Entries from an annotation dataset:

■ ■ ■ ■

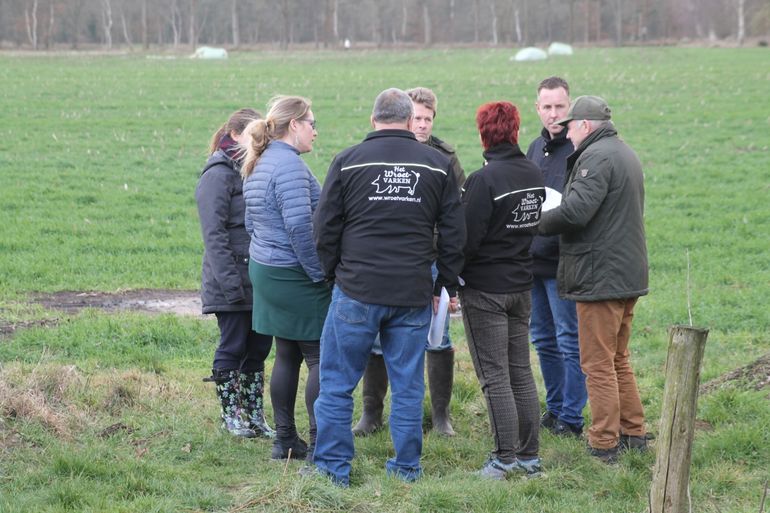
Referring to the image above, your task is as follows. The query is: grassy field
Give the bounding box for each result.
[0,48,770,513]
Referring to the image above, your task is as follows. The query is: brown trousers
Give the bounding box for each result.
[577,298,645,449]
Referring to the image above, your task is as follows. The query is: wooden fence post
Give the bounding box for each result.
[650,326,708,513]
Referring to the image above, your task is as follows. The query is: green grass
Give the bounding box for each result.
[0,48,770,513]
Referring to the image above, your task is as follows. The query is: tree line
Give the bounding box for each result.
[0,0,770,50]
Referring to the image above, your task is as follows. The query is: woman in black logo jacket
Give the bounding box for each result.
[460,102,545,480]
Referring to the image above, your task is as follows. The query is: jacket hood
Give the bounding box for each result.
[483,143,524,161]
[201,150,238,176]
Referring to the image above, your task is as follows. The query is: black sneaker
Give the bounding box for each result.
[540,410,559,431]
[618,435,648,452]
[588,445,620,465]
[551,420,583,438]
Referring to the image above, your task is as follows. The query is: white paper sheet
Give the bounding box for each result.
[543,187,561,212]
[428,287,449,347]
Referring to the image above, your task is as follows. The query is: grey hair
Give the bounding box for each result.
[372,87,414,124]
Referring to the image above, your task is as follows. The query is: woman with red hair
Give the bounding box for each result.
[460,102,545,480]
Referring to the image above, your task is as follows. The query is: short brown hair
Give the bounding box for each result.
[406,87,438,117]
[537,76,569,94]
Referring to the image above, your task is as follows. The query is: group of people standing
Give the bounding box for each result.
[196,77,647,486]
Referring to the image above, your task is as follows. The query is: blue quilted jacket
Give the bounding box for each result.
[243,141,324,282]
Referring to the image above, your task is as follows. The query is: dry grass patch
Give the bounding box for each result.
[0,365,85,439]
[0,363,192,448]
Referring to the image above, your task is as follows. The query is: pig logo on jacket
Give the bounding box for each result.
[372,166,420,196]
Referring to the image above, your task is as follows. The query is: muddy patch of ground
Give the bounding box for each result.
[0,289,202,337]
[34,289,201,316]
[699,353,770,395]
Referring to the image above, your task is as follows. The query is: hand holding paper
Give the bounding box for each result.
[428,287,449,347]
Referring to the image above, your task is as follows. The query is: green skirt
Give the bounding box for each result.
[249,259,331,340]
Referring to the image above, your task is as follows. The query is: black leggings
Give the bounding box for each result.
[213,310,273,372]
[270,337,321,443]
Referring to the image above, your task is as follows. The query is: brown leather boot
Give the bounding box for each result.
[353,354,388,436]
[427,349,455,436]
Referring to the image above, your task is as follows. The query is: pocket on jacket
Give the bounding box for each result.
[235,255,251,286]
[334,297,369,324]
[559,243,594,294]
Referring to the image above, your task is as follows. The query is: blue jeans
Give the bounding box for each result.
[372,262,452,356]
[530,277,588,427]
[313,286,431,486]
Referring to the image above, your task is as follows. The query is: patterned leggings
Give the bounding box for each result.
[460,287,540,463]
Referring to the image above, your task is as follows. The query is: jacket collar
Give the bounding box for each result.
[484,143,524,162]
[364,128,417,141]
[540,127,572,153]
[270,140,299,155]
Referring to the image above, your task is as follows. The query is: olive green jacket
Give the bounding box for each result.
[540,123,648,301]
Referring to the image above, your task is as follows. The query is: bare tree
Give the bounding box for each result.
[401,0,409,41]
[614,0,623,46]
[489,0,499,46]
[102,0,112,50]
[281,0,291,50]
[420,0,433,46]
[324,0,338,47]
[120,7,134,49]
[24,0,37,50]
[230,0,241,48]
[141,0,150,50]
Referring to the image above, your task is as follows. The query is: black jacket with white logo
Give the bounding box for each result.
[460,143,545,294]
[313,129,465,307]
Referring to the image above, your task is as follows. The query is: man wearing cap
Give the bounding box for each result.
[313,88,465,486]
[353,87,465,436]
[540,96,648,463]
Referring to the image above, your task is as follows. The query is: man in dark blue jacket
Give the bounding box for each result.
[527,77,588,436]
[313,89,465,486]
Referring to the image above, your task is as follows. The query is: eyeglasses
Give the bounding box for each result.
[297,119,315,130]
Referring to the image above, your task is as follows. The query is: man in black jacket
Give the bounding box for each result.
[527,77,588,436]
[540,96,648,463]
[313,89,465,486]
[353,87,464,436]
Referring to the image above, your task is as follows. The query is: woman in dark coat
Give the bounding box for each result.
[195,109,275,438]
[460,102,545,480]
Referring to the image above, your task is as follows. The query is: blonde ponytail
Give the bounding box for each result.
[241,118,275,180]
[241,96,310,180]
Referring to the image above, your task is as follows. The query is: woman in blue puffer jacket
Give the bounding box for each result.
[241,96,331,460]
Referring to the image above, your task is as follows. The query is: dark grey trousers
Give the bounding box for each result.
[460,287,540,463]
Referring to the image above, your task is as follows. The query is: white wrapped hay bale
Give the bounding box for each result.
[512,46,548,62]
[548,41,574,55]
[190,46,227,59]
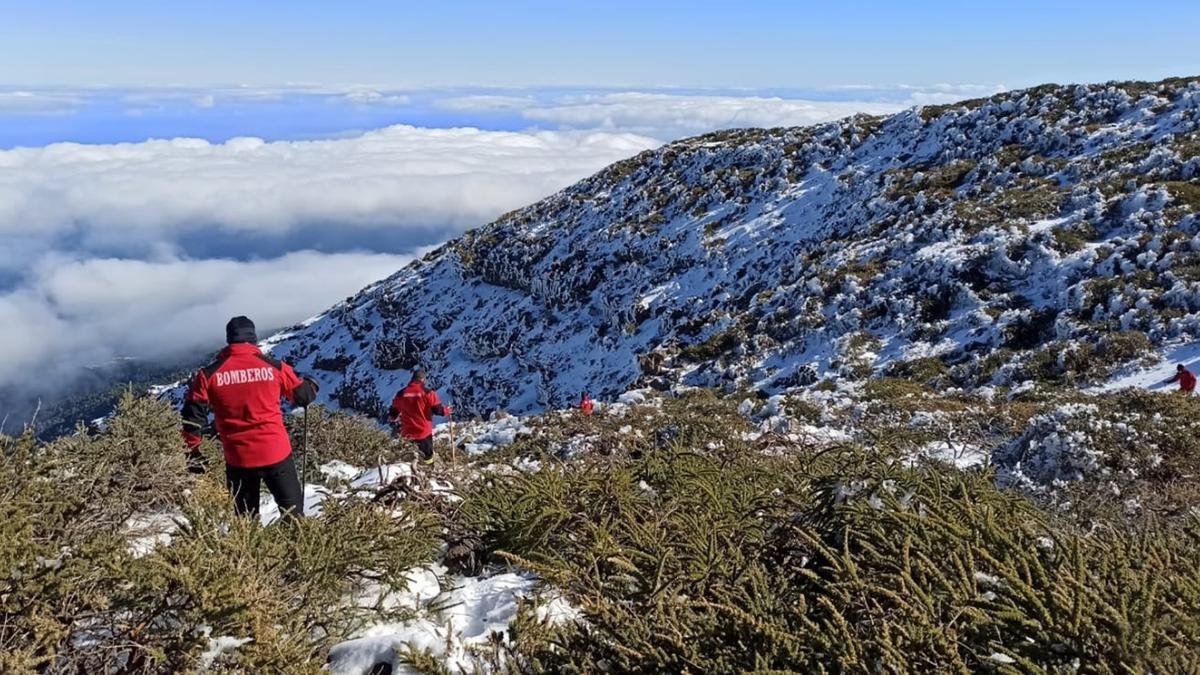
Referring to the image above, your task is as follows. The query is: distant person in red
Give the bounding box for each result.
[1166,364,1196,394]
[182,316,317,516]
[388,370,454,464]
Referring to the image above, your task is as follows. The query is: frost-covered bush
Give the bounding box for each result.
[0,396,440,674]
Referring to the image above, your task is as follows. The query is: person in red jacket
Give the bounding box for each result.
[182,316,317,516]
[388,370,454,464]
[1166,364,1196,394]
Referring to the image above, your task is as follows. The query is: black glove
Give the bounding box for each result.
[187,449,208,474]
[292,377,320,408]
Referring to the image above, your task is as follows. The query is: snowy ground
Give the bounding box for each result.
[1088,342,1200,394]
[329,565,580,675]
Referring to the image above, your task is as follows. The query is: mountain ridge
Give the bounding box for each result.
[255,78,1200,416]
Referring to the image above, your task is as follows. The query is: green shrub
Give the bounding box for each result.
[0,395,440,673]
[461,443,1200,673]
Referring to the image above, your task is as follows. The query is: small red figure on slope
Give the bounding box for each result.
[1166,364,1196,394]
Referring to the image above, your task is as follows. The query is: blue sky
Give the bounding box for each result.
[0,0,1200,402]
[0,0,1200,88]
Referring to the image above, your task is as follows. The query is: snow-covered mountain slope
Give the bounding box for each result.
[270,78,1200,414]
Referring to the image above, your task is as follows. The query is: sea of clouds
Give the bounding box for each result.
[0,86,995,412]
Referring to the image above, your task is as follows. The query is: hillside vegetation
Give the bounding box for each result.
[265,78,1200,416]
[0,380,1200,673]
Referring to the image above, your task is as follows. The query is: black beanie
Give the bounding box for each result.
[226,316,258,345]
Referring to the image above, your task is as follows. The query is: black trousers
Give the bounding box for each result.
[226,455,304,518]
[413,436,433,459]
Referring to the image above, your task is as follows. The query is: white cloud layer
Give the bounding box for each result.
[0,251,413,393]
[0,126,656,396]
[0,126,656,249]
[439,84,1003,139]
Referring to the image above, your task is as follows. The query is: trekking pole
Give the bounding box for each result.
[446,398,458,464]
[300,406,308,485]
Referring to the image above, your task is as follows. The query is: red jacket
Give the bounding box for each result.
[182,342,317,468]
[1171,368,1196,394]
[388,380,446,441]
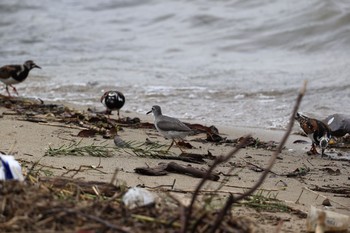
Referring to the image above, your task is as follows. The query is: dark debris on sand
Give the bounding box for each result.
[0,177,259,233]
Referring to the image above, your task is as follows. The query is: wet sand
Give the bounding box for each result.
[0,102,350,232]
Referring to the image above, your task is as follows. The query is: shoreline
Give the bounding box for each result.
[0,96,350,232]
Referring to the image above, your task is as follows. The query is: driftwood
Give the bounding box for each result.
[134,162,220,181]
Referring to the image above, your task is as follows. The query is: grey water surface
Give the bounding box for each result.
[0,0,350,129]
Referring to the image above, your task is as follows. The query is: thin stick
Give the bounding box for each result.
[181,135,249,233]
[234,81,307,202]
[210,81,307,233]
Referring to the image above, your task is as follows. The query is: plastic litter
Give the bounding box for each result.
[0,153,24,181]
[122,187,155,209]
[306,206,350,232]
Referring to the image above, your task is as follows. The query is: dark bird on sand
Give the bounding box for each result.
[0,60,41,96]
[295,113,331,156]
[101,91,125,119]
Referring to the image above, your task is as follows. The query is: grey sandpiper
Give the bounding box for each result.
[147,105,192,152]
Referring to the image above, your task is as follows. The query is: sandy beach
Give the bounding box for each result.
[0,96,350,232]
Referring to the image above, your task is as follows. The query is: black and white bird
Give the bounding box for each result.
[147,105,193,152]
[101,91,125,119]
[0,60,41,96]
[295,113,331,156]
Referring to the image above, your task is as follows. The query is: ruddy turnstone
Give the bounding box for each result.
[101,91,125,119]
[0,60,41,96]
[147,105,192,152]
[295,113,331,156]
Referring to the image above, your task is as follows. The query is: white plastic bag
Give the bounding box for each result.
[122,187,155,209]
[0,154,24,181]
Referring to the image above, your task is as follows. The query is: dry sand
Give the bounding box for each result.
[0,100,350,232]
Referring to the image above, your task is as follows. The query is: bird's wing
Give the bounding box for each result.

■ ■ ■ ■

**TASK OBJECTIVE:** Reproduce verbatim every line of the records from the line containing "is: thin stick" through the final line, both ends included.

**SOLUTION BELOW:**
Referring to the image above, your task is as follows. The query is: thin stick
Give the bounding box for each result.
[181,135,249,233]
[234,81,307,202]
[210,81,307,233]
Referring to the image above, your task is as follows. The query is: plastic litter
Give the bounding box for each result.
[0,153,24,181]
[122,187,155,209]
[306,206,350,232]
Referring to the image above, your task is as follows. The query is: dark bird on sand
Give the bounding box for each result.
[0,60,41,96]
[295,113,331,156]
[101,91,125,119]
Referring to the image above, your task is as follows. The query is: grey sandpiper
Give the bounding box for each result.
[147,105,192,152]
Referring to the image above, your task is as follows. The query is: sandy beach
Give the bounding box for each result.
[0,96,350,232]
Referring to the image above, your task is as follows. The query is: black and white bird
Give the bounding box for each result.
[147,105,193,152]
[101,91,125,119]
[0,60,41,96]
[295,113,331,156]
Referring to the image above, your task is as follows. The query is: ruddy turnstone
Give the bounding box for each result.
[101,91,125,119]
[0,60,41,96]
[147,105,192,152]
[295,113,331,156]
Referring to the image above, your task is as follows. The query is: white plastic bag
Give the bounding box for each result.
[122,187,155,209]
[0,154,24,181]
Referring to the image above, your task is as follows. The query is: dry sand
Give the bounding box for each result.
[0,100,350,232]
Referring to the image above, your task is as follows. The query is: bird's wing
Give the bounding box for each result.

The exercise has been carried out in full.